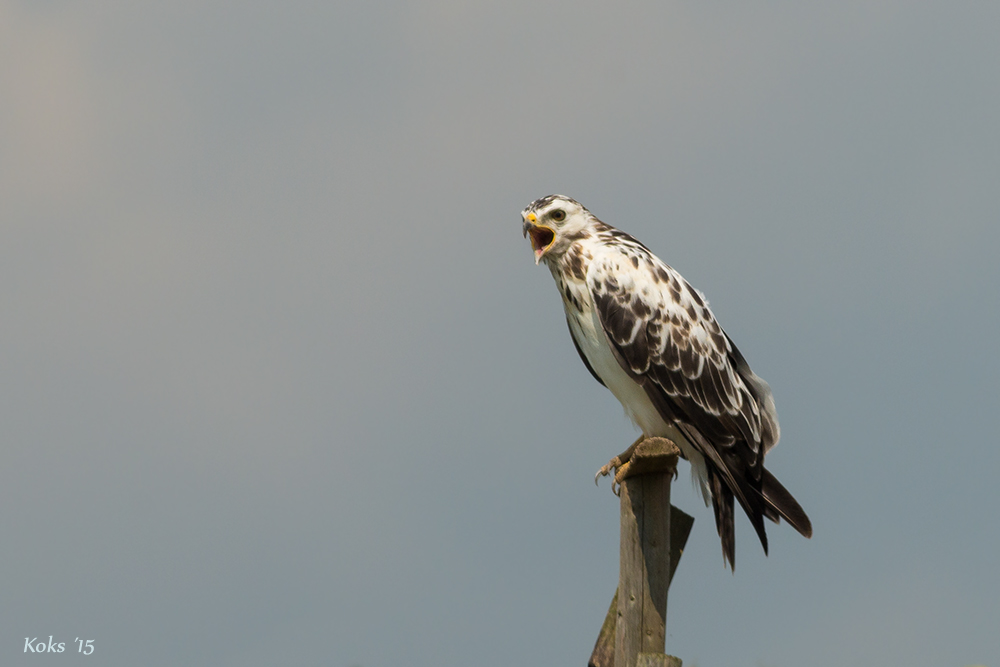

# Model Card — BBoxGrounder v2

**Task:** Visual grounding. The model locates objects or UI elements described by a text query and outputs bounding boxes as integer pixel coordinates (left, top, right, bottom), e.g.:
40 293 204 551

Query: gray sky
0 0 1000 667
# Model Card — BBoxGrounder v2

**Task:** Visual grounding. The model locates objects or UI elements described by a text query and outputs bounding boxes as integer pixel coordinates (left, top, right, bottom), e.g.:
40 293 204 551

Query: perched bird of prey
521 195 812 568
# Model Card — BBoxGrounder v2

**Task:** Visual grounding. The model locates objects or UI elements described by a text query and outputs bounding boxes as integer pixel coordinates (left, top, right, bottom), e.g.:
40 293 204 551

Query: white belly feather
563 286 711 505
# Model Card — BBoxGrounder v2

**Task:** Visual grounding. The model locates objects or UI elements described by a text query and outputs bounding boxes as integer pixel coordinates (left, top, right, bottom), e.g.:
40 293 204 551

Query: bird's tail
760 468 812 537
708 468 812 569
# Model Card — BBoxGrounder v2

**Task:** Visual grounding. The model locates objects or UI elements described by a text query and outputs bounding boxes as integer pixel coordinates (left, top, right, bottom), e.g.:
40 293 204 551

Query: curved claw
594 456 622 496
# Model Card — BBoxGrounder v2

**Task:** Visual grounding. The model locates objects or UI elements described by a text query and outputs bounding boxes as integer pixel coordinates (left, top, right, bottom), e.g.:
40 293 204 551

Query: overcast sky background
0 0 1000 667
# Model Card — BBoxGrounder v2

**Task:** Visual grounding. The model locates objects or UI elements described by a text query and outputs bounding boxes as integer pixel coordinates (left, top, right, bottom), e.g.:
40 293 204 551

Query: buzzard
521 195 812 568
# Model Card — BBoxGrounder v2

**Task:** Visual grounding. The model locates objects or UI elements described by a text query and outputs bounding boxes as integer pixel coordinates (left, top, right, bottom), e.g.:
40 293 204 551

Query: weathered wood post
589 438 694 667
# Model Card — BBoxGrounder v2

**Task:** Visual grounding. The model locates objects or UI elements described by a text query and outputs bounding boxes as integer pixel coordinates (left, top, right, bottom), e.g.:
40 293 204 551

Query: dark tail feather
760 469 812 536
708 468 744 571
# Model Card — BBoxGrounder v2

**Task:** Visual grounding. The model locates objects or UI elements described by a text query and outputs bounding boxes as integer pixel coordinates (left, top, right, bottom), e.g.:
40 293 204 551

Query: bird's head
521 195 594 264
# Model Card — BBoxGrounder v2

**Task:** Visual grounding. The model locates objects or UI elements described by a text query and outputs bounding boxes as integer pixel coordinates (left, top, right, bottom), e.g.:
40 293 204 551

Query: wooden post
589 438 694 667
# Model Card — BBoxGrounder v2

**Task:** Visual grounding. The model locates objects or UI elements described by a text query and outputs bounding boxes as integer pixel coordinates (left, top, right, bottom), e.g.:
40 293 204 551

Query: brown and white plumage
521 195 812 567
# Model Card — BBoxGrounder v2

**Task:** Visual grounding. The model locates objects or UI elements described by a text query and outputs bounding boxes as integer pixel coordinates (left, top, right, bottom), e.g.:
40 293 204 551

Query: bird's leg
594 435 646 496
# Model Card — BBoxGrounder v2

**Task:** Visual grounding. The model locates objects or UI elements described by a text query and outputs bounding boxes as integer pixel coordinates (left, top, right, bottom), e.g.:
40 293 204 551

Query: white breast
563 276 710 505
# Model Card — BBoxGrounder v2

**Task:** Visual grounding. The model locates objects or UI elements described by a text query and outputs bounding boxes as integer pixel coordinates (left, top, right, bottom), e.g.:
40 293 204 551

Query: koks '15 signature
24 635 94 655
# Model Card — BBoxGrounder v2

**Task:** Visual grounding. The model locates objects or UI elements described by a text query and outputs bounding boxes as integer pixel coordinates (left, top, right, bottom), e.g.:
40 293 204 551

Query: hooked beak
521 213 556 265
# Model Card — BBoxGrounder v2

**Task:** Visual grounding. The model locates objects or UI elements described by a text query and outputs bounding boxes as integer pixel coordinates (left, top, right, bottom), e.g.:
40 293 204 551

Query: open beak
522 213 556 265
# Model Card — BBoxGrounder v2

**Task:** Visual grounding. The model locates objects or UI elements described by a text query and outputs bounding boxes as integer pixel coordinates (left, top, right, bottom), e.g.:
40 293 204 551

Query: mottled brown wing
587 246 777 562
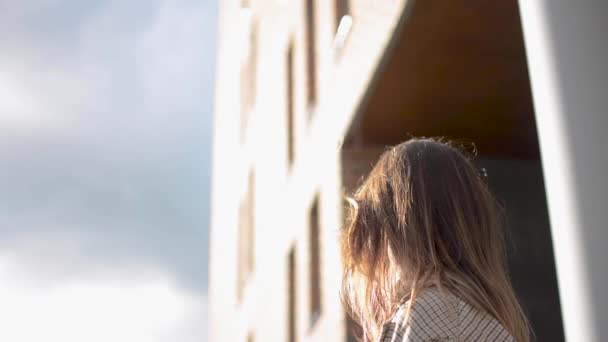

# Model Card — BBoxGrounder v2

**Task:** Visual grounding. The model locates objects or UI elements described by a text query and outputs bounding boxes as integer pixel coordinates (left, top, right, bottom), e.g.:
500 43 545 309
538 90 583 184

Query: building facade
209 0 405 341
209 0 606 341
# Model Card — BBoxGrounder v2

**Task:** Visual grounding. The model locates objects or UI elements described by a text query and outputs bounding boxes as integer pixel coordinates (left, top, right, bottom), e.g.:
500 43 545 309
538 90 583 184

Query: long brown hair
341 139 530 342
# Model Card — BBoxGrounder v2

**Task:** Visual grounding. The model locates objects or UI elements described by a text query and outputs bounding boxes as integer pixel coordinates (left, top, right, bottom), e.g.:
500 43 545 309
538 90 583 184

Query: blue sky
0 0 217 342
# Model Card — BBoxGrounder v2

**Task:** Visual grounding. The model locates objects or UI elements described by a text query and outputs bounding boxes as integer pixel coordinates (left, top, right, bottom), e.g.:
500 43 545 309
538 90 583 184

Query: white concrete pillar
519 0 608 342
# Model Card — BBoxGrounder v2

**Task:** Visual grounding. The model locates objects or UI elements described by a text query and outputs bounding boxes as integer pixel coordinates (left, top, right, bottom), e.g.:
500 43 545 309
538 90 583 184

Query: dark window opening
335 0 350 30
306 0 317 109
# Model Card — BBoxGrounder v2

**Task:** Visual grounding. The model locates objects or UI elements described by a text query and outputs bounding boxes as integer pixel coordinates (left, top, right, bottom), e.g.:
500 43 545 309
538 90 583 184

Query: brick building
209 0 608 341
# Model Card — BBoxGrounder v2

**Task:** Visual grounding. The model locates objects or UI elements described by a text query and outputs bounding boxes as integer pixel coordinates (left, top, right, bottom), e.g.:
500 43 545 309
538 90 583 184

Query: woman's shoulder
380 288 513 342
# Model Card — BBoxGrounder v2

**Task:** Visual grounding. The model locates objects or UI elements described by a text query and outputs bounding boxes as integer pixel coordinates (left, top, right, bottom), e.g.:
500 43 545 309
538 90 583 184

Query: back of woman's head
342 139 529 342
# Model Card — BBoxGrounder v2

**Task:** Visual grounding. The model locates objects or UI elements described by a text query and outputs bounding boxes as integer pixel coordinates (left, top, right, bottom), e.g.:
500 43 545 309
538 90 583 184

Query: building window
287 247 297 342
308 196 322 327
335 0 350 32
286 43 295 166
240 18 258 141
237 171 255 301
305 0 317 109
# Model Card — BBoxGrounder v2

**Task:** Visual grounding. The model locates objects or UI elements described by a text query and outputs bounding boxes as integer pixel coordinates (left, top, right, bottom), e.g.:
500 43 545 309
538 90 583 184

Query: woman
341 139 530 342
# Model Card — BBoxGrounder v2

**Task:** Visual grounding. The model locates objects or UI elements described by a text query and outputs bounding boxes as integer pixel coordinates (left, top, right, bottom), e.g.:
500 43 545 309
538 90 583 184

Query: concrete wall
519 0 608 342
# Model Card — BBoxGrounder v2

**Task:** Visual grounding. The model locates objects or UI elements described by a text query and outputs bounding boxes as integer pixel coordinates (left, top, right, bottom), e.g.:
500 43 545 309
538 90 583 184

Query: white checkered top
379 288 515 342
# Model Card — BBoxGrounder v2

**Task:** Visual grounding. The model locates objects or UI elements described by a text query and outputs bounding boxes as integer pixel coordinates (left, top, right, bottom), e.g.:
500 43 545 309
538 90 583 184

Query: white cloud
0 260 206 342
0 0 215 342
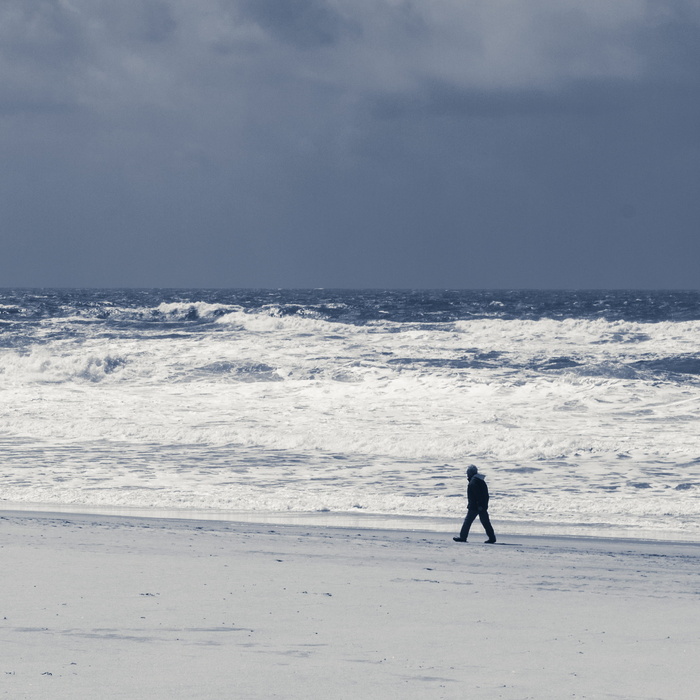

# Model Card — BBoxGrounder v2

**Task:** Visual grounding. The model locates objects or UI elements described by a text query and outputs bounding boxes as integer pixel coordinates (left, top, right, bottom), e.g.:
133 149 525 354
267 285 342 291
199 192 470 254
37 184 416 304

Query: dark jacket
467 474 489 511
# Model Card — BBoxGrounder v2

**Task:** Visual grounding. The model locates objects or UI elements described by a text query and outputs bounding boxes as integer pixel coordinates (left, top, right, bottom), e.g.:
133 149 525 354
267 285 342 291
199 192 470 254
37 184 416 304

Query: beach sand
0 511 700 700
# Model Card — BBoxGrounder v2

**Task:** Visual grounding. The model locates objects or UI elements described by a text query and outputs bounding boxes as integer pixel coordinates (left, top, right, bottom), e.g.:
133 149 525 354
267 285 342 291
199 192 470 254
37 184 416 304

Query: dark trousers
459 508 496 540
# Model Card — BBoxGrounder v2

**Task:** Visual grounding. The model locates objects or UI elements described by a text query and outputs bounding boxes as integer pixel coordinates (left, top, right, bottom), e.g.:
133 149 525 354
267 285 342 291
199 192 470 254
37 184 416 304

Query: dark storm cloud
0 0 700 287
240 0 354 48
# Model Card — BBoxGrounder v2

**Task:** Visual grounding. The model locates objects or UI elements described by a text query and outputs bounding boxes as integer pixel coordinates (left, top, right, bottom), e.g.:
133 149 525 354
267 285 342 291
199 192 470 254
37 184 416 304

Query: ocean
0 289 700 541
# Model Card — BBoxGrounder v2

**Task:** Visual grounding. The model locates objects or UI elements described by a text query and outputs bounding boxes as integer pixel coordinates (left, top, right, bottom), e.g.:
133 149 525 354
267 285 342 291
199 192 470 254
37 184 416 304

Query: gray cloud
0 0 700 287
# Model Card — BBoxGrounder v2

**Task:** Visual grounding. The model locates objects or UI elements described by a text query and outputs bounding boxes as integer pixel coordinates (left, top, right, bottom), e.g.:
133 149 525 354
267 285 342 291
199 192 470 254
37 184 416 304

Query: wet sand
0 511 700 700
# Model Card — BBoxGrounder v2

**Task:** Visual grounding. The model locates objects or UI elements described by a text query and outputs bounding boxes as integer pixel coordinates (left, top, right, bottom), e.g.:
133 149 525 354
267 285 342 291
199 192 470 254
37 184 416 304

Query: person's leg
479 510 496 542
459 510 478 540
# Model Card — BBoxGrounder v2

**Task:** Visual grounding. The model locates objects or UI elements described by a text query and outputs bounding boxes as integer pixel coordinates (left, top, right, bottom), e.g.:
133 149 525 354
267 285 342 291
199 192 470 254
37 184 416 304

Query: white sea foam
0 302 700 536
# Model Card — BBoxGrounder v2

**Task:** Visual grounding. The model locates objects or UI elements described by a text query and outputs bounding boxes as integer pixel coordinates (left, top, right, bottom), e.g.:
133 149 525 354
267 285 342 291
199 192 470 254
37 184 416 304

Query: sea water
0 290 700 539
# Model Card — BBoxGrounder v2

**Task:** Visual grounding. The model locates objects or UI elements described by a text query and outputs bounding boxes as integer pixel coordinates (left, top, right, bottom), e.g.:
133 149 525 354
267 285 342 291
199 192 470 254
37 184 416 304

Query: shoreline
0 510 700 700
0 503 700 546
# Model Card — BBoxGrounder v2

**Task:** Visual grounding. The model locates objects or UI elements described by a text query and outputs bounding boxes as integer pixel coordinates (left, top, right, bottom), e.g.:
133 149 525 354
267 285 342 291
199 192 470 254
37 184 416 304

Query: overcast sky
0 0 700 289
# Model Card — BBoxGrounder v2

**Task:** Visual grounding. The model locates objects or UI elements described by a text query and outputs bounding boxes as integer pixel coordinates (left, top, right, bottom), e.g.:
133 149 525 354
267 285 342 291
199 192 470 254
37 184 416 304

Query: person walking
452 464 496 544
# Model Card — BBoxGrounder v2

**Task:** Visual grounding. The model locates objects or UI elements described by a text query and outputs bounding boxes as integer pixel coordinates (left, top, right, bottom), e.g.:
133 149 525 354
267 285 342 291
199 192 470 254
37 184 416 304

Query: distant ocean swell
0 290 700 538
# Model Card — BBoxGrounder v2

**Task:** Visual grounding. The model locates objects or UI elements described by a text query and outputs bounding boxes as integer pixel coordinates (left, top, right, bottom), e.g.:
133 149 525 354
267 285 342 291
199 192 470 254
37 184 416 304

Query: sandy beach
0 511 700 700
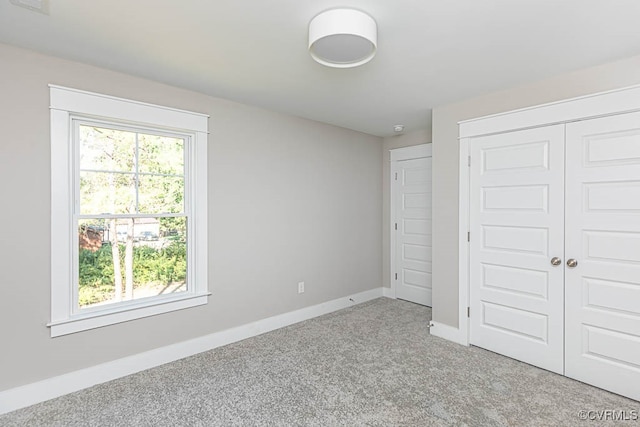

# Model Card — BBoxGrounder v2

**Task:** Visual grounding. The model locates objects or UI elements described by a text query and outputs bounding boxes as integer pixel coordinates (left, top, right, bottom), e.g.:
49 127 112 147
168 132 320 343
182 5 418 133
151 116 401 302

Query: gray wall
0 45 382 391
433 56 640 327
382 129 431 288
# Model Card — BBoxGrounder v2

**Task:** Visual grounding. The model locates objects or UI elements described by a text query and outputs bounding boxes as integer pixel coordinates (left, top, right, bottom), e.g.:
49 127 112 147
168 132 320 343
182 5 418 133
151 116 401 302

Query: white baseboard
0 288 383 414
382 287 396 299
429 320 469 346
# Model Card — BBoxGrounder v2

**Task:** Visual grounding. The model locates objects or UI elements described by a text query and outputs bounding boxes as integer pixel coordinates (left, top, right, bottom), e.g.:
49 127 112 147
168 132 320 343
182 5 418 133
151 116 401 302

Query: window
49 86 208 336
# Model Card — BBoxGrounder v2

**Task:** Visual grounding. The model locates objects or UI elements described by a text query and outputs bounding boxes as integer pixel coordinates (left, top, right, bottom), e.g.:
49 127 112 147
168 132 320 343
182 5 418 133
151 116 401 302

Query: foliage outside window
74 121 188 309
48 86 208 336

------

◆ WORK REQUIRED ◆
Count the lines in the data above that contain the word "white". Reply with the number alone.

◆ OUTPUT FOR THIS TASK ◆
8